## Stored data
——————
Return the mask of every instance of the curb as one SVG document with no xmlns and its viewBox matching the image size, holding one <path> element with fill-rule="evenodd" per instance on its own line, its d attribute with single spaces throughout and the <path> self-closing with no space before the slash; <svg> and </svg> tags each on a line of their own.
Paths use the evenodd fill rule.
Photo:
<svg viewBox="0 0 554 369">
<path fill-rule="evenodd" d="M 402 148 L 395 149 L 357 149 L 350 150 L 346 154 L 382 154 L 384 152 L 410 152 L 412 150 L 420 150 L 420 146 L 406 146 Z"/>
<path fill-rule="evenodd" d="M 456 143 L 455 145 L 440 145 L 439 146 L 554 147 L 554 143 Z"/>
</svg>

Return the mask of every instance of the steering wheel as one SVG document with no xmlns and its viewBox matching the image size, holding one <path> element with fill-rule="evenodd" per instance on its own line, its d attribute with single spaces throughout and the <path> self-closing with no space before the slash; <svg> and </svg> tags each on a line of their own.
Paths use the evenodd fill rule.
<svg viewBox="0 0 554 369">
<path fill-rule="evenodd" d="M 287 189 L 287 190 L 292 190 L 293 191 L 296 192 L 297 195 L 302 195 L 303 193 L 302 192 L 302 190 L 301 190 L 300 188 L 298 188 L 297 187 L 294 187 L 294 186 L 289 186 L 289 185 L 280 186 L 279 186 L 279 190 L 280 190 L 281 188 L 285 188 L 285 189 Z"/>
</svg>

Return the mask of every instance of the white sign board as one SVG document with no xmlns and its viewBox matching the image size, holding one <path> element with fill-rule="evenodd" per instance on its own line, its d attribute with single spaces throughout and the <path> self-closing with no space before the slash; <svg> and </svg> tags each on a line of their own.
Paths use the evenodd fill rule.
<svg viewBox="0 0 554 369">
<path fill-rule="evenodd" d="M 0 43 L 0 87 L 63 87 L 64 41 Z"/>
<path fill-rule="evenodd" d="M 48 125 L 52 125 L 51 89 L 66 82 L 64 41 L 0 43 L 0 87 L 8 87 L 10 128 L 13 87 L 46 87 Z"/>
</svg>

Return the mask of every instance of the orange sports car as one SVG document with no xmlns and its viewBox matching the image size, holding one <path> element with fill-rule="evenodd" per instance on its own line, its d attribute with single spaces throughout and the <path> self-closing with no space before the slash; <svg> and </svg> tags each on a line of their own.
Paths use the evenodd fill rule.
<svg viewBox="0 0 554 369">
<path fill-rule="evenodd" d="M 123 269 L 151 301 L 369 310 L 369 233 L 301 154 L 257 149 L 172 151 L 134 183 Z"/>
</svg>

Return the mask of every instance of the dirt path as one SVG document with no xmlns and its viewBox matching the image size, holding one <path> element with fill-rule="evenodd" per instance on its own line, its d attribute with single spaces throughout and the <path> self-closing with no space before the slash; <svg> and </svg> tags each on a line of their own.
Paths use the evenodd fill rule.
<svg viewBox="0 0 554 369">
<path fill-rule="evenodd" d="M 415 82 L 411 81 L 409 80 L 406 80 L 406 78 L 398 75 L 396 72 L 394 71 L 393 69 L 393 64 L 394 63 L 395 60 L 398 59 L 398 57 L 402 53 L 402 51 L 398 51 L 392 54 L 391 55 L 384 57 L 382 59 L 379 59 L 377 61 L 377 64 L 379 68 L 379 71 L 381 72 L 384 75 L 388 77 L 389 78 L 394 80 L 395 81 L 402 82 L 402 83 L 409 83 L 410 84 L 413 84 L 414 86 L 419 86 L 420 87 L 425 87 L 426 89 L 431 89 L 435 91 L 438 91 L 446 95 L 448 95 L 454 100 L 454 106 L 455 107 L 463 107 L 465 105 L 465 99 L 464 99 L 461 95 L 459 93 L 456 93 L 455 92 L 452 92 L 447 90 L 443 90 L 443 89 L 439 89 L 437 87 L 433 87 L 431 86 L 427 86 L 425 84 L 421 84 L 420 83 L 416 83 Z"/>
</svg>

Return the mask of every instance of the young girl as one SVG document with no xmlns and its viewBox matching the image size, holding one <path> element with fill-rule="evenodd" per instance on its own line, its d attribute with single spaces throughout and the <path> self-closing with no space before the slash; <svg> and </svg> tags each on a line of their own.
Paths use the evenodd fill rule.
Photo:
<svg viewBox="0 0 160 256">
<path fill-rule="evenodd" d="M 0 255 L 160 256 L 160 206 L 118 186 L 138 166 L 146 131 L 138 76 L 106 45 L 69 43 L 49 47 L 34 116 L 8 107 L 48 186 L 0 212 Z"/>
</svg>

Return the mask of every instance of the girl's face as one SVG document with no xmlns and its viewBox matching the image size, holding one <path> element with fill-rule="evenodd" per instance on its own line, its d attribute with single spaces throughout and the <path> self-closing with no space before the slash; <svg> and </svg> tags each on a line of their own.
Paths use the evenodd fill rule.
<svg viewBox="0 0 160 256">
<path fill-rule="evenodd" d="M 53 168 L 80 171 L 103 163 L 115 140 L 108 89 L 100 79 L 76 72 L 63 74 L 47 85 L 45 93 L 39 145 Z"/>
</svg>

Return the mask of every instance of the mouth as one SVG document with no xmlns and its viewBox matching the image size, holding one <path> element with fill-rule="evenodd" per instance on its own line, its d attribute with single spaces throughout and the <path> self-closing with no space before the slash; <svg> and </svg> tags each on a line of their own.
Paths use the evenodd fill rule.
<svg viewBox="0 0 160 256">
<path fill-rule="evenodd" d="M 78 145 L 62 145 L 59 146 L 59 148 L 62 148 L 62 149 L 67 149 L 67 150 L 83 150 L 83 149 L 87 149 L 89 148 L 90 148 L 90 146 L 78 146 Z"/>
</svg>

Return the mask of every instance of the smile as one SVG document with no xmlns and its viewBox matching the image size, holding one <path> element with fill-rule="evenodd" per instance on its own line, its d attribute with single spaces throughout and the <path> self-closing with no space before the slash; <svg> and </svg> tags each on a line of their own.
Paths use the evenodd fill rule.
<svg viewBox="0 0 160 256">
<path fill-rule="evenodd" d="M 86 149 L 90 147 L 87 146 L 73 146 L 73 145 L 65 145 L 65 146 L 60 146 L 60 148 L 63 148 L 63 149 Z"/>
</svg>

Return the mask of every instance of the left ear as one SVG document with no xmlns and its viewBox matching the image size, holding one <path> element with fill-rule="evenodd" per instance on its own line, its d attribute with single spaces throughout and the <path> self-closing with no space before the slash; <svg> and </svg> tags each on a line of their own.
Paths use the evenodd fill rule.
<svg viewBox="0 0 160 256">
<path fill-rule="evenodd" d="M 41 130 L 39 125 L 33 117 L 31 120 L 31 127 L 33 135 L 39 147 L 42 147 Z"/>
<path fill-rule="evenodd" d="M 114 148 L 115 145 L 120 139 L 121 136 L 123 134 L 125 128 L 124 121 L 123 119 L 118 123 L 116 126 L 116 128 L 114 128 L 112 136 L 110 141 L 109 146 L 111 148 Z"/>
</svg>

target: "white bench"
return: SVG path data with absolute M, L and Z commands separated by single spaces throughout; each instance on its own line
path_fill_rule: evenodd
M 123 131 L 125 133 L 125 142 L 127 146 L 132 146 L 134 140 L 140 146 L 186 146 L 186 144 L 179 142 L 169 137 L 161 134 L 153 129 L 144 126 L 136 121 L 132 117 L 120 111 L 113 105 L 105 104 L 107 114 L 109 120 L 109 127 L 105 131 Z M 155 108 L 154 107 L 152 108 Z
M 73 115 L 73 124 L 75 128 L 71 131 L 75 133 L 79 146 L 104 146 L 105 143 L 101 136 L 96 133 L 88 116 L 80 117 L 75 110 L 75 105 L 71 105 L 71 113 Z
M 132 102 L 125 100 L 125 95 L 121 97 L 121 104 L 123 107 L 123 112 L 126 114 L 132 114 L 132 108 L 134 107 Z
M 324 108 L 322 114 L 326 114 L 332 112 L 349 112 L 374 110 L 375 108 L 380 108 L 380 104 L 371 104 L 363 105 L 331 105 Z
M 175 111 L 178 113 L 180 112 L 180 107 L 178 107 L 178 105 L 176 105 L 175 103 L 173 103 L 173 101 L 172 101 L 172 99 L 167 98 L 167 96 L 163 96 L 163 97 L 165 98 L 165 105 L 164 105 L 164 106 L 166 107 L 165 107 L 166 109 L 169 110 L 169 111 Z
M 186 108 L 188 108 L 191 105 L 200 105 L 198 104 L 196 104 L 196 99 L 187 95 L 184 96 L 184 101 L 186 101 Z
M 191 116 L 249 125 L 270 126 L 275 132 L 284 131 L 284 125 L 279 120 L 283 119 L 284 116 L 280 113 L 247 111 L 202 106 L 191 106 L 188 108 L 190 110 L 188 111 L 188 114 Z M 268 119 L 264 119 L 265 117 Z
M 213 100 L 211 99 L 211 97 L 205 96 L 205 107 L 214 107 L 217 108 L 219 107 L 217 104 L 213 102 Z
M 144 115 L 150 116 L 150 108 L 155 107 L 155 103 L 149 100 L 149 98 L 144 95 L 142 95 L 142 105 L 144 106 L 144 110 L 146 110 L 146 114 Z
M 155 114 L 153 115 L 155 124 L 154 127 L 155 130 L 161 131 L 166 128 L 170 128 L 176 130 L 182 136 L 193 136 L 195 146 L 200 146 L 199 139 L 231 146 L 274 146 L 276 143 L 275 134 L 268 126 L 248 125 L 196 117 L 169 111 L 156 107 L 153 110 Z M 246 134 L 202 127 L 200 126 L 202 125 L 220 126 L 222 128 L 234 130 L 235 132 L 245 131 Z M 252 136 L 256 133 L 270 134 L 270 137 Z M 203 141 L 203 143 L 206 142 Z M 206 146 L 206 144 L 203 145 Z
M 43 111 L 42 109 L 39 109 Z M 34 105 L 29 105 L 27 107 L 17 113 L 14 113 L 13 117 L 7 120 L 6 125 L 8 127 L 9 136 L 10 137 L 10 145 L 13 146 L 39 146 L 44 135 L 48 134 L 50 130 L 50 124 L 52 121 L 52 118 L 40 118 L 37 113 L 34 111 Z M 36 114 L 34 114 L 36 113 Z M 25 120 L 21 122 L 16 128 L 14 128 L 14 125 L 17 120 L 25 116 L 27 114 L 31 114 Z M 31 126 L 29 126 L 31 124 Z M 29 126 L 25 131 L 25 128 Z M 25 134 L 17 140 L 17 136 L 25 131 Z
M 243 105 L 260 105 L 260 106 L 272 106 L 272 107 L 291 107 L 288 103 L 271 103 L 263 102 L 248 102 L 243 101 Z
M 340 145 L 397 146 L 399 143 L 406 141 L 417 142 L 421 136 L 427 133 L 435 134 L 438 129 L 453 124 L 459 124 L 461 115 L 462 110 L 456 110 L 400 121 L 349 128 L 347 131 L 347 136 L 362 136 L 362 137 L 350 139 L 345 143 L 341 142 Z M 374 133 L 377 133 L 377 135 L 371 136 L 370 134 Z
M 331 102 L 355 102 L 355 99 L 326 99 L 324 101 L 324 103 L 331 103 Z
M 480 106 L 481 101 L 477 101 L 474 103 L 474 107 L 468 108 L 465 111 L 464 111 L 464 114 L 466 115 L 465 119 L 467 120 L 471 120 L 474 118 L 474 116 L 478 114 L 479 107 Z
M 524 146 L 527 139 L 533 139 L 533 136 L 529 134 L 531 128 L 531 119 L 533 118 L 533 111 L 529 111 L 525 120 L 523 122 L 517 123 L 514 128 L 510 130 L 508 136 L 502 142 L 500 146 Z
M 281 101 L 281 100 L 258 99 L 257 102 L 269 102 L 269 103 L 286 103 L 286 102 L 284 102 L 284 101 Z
——————
## What is needed
Count the lines in the data above that contain the string "white" and reply with the number alone.

## Task solution
2